Passage given
++++
Abstract
The three-dimensional model of a lightning rod under a thunderstorm simulated by COMSOL Multiphysics software is established in this paper to study the influencing factors on electric field distortion including the position, height and shape of the lightning rod. In the model, the thunderstorm cloud is equivalent to a plate capacitor; and the building, the lightning rod and the ground are regarded as perfect conductors; whereas their surface potential is zero. The electric field distortion coefficient K is used to measure the influencing parameters on the lightning attachment to the lightning rod. The analysis of model leads to the following conclusions: influenced by the electric field distortion, a lightning rod at a higher height or at the edge of the building is more likely stuck by the lightning. Considering the effects of the upward connecting leaders in the attachment process, we can further infer that the upward leaders usually start from the tip with greater distortion electric field in the attachment process. However, when the tip of the rod is too sharp, it is often accompanied by the fast attenuation of the electric field, which is not beneficial for the continuous development of the upward connecting leaders. Therefore, in the process of lightning protection design, it is necessary to consider both the position and the height, as well as the shape of the lightning rod in a comprehensive manner.
++++
(A block of data)
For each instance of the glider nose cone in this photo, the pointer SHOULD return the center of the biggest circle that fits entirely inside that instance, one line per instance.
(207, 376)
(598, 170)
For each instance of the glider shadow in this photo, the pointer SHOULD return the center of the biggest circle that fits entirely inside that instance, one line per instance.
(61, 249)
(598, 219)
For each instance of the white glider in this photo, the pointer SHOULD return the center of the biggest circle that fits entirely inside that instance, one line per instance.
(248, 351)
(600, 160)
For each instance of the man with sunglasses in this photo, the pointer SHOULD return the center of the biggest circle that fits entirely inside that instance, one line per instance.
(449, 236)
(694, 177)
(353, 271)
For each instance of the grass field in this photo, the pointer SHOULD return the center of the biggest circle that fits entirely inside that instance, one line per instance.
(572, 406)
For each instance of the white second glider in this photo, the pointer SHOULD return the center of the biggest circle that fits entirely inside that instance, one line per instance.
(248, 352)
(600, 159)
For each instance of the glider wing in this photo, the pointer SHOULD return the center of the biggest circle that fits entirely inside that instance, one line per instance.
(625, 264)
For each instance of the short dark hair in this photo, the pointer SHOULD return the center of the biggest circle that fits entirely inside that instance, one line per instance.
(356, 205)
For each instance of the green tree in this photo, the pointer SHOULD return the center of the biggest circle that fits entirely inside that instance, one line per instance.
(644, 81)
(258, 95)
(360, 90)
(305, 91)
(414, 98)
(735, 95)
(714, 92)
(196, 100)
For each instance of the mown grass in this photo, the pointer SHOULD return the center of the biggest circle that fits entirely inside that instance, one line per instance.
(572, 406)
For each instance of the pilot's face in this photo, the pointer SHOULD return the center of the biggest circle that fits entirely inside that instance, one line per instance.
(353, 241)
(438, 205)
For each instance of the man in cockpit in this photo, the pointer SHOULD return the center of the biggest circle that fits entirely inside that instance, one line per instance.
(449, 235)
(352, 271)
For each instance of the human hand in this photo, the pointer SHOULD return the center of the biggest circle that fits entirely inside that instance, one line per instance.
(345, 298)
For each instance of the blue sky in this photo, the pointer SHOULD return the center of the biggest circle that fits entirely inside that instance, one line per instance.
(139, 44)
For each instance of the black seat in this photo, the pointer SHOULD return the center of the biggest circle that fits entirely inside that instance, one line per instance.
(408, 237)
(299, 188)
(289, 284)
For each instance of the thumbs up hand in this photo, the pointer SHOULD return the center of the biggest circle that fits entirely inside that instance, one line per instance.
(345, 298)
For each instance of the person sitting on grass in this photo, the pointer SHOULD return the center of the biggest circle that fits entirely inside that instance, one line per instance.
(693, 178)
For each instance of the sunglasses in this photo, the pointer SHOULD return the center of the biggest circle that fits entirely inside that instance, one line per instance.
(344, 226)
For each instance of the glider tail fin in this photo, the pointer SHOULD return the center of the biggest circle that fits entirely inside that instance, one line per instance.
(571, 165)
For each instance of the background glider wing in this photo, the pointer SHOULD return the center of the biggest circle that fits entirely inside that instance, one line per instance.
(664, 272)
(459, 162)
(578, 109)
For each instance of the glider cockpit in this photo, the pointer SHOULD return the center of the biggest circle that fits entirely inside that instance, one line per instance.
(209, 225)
++++
Your tasks
a - Answer these from the lightning rod abstract, one per line:
(i) Which software was used to simulate the model?
(ii) What is the thunderstorm cloud treated as equivalent to in the model?
(iii) What measure is used for the influencing parameters on lightning attachment to the rod?
b - Condense the paragraph of the lightning rod abstract that begins "The three-dimensional model of a lightning rod" into a bulleted list that keeps its main facts.
c - Continue the lightning rod abstract from its final sentence.
The rows are material separate from the lightning rod abstract.

Outputs by task
a -
(i) COMSOL Multiphysics
(ii) A plate capacitor
(iii) The electric field distortion coefficient K

b -
- A 3D model of a lightning rod under a thunderstorm, simulated in COMSOL Multiphysics, studies how the rod's position, height and shape affect electric field distortion.
- The thunderstorm cloud is treated as a plate capacitor. The building, rod and ground are treated as perfect conductors with zero surface potential.
- The electric field distortion coefficient K measures the influencing parameters on lightning attachment.
- Because of electric field distortion, a rod that is higher or at the edge of the building is more likely to be hit by lightning.
- Upward connecting leaders usually start from the tip with the greater distortion electric field.
- A rod tip that is too sharp is often accompanied by fast attenuation of the electric field, which hinders the continued development of upward leaders.
- Lightning protection design should therefore consider the rod's position, height and shape together.

c -
Introduction
Since the 1950s, combined with the data of lightning observations and long-gap discharge experiment, the study on the attachment mechanism of lightning has a great advance. The lightning striking distance, which applied in the most commonly used electro-geometric model (EGM) [1], is obtained from the data of numerous long-gap discharge experiments. The rolling ball method derived from the EGM can easily determine the protection zone of the lightning rod under different protection circumstances. At the same time, researchers, such as Berger [2] and Eriksson [3], used camera to photograph lightning striking to the tower and found that the upward leader launched on the tower intercepted the downward one before the start of return stroke. Taking into account the influence of the connecting leader, researchers modified the EGM and developed the leader propagation model (LPM). Becerra and Cooray [4] further proposed the self-consistent leader inception and propagation model (SLIM). Yang et al. [5] used numerical method to simulate the two models and compared the differences between them For low-rise buildings, the impact of the connecting leader is relatively small, and protection zone of the EGM is in good agreement with that of the SLIM. However, as the height of building increases, the estimated protection zone of the EGM is smaller than that of the SLIM, and the error increases [4].
Moore et al. [6,7] have done a lot of pioneering work in the study of the geometric characteristics of the lightning rod. They compared and tested the attachment characteristics of lightning rods’ tips with different sharpness in natural flash. The results showed that blunt lightning rods may be more vulnerable to being striking in a certain condition. Sidik et al. [8] compared the development of corona discharge of lightning rod at the head of different tip by corona discharge experiments, and found that the corona area of the head of the blunt lightning rod has less shielding charge and lower breakdown voltage. It was also observed in the experiment that the origin of the corona was related to the coverage area of the tip.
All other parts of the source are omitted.